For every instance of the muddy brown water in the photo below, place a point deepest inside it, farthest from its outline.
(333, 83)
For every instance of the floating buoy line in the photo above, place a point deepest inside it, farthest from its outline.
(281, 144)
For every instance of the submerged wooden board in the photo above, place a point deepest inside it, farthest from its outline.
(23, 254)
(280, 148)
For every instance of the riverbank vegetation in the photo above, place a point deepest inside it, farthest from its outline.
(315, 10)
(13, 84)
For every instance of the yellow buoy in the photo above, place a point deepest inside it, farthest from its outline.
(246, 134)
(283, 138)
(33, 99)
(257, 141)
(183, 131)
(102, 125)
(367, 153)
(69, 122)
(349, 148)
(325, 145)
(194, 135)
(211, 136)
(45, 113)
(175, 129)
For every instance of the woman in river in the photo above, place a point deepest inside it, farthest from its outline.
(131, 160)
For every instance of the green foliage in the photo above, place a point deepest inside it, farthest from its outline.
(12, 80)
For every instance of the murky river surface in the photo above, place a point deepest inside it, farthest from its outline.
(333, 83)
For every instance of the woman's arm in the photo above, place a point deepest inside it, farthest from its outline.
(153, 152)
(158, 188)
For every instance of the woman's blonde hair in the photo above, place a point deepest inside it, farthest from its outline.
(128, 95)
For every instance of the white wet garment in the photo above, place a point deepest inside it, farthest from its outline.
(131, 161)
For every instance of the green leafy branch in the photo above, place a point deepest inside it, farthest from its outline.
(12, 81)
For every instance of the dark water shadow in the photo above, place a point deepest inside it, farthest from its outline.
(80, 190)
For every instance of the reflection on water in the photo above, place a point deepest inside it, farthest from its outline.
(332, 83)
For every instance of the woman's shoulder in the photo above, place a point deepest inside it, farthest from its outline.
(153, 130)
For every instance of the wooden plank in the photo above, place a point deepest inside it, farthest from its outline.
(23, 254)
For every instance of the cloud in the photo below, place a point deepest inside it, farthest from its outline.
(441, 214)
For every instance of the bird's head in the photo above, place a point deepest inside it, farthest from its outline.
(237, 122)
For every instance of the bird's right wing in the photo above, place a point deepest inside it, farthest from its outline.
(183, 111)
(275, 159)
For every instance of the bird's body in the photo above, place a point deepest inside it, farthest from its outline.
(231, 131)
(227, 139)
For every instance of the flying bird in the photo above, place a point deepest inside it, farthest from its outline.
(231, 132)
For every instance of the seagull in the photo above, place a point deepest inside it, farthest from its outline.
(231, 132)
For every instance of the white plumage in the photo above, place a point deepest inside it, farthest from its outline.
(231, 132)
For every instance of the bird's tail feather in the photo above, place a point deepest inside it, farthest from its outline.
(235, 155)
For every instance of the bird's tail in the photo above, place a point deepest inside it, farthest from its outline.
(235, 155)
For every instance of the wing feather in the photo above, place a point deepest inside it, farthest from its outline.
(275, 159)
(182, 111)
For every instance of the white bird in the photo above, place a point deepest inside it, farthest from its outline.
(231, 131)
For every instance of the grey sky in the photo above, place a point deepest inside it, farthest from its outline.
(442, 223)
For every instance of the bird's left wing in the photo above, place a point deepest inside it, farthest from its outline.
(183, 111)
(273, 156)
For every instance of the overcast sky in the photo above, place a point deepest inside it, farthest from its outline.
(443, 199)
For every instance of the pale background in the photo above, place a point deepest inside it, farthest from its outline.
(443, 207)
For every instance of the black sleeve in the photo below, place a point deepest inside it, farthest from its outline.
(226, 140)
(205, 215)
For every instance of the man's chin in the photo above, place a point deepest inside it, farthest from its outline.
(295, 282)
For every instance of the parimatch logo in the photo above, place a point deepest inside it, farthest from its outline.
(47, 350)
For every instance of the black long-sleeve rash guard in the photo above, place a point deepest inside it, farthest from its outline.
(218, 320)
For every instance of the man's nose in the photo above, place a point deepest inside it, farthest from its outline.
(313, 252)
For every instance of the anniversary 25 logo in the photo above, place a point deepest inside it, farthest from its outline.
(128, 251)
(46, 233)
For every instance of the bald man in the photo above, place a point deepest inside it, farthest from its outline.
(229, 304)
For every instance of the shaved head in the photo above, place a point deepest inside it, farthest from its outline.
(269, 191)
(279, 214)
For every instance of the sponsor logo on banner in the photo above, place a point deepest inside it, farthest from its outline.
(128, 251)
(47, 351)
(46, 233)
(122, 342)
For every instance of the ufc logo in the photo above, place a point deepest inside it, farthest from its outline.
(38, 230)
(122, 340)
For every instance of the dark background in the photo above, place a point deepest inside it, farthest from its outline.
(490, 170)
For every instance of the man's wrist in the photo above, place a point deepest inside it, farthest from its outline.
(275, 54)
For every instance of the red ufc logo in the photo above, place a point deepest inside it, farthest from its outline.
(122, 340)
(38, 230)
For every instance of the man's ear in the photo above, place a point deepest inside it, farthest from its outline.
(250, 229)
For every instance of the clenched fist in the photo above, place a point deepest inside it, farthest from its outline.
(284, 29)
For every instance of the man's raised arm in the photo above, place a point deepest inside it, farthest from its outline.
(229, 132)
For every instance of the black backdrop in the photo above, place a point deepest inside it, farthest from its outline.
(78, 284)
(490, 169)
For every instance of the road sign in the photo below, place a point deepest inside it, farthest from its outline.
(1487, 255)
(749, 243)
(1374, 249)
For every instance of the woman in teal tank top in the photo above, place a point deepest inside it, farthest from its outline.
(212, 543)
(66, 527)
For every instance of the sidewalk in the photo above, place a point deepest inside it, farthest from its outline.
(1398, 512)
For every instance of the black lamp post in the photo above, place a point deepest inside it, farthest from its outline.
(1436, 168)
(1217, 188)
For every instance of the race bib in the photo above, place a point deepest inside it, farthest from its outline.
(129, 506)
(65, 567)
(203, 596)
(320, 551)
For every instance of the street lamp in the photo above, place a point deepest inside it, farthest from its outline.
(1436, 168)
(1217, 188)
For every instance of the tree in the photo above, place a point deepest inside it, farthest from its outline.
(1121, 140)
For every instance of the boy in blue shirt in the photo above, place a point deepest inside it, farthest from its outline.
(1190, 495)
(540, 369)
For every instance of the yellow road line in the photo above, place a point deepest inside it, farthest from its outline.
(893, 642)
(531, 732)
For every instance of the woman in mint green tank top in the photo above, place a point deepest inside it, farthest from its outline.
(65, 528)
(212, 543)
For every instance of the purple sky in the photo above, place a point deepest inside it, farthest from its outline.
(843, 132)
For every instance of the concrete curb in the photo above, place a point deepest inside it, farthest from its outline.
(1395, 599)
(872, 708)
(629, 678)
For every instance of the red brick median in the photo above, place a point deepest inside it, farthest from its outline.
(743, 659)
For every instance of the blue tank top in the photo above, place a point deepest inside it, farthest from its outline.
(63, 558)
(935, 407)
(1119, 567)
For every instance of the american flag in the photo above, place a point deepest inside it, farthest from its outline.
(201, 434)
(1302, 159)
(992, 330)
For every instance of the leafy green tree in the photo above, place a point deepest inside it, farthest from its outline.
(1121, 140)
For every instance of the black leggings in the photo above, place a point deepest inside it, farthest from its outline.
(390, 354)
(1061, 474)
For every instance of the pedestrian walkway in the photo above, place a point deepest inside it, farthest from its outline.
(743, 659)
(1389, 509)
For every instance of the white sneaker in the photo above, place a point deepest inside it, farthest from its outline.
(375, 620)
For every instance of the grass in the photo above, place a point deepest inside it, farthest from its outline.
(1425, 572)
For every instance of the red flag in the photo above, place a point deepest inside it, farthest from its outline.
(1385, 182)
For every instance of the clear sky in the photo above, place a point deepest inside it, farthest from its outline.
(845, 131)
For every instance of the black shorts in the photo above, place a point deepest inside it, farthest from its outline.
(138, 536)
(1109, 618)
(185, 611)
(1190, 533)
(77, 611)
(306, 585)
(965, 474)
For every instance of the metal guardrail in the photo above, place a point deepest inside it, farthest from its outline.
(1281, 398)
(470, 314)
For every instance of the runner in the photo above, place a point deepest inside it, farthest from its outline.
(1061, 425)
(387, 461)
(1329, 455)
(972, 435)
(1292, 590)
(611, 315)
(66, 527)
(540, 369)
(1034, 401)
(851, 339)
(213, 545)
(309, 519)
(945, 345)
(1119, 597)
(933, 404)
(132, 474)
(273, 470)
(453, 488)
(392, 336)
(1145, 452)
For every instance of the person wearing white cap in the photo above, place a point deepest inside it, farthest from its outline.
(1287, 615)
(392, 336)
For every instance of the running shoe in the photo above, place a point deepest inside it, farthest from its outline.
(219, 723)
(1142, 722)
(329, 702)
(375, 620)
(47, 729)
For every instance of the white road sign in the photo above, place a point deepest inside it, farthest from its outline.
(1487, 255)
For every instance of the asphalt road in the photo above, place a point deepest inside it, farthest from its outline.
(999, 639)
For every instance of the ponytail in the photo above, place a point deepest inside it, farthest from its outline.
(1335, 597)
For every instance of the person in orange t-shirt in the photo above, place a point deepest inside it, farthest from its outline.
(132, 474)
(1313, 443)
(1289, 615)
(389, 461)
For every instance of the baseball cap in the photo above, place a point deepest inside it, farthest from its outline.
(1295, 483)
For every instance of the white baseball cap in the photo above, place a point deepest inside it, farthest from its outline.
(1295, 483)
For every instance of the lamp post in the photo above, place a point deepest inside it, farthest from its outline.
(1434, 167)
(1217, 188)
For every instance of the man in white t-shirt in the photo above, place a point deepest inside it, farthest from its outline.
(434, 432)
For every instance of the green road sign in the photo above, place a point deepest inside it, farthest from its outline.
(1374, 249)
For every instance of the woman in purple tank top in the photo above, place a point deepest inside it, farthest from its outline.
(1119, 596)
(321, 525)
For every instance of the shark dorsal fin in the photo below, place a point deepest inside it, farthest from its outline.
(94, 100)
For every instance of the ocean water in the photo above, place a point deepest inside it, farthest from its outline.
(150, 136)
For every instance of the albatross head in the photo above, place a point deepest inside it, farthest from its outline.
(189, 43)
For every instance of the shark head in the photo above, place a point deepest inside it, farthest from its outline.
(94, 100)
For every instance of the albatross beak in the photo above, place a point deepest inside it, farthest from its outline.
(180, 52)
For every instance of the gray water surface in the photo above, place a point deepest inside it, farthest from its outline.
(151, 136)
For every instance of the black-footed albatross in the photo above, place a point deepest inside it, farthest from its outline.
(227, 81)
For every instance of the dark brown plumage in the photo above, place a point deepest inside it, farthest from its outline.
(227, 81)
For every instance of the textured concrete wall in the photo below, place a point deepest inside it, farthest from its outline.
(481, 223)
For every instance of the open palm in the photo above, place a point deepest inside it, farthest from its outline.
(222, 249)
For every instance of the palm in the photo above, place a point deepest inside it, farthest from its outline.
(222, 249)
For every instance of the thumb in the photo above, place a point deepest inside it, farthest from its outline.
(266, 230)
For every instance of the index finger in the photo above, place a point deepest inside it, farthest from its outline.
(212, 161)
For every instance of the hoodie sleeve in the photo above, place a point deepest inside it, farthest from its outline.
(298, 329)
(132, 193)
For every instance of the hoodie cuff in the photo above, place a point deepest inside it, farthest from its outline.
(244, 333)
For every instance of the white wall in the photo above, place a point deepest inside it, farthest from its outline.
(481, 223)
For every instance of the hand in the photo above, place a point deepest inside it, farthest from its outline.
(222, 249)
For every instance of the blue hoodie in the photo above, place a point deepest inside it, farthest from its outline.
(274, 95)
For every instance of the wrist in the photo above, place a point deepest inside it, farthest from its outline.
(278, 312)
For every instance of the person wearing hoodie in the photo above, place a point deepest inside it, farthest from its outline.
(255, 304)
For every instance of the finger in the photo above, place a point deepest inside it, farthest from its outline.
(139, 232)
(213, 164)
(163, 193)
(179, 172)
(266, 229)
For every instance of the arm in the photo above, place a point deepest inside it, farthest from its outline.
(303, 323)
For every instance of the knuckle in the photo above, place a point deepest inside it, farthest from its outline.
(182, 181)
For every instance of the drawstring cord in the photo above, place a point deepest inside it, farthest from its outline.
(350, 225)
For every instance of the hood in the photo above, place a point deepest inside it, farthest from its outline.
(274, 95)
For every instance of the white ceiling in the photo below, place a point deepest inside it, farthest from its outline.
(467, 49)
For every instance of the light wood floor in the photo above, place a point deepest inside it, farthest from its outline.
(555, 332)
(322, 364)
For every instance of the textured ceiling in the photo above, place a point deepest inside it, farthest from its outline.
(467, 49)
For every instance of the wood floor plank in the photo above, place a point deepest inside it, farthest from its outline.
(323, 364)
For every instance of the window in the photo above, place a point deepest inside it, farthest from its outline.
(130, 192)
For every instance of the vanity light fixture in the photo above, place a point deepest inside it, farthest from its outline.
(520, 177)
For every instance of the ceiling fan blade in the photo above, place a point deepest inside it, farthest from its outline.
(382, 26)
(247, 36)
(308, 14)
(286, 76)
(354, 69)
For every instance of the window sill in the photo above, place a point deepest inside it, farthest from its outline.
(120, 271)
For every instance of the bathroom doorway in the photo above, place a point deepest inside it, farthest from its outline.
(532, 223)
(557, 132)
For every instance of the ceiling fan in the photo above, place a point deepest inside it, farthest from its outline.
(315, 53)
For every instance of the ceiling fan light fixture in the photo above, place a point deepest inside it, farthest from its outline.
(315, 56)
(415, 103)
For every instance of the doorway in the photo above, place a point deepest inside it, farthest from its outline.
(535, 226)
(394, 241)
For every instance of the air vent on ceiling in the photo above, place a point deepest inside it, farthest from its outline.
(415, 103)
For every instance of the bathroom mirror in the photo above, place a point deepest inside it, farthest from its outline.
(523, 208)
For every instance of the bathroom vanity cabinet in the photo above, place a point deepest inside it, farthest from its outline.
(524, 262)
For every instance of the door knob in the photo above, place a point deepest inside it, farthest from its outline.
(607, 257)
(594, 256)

----------

Directive:
Reproduce the material verbatim from the line with "For every instance of the metal" to the line with "(1145, 452)", including both of those lines.

Output of the exercise:
For every instance of the metal guardrail in the photo above, place a point deepest inside it, farthest from its outline.
(1281, 398)
(470, 314)
For every instance of the runner in the photo above, place a point deepest inside it, farthest from its outline.
(1061, 425)
(387, 461)
(1329, 455)
(972, 435)
(1292, 590)
(611, 315)
(66, 527)
(540, 369)
(1034, 401)
(851, 339)
(213, 545)
(309, 519)
(945, 345)
(1119, 597)
(933, 404)
(132, 474)
(273, 470)
(453, 488)
(392, 336)
(1145, 452)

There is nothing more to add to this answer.